━━ THE DATA

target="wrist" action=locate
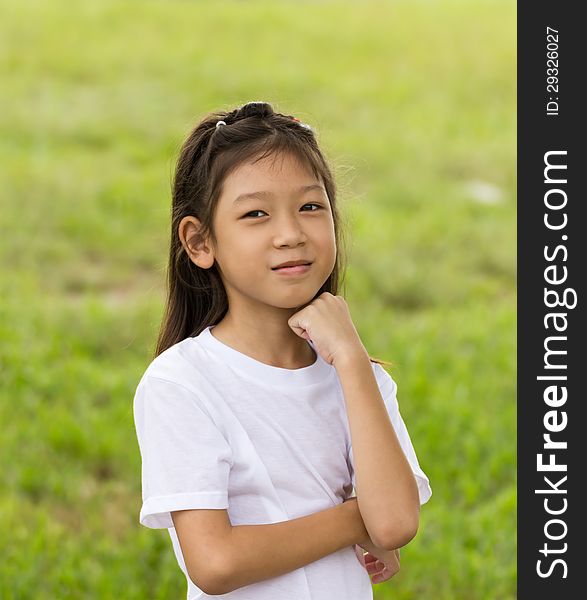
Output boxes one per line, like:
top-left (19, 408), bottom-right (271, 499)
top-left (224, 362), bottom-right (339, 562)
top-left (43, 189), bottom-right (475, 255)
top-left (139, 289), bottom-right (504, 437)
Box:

━━━━
━━ THE DATA

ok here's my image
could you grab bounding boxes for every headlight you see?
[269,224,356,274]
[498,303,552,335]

━━━━

### WHAT IS BEING ASKED:
Reply with nothing but the number of lines in the listing that include "right".

### TASK RESULT:
4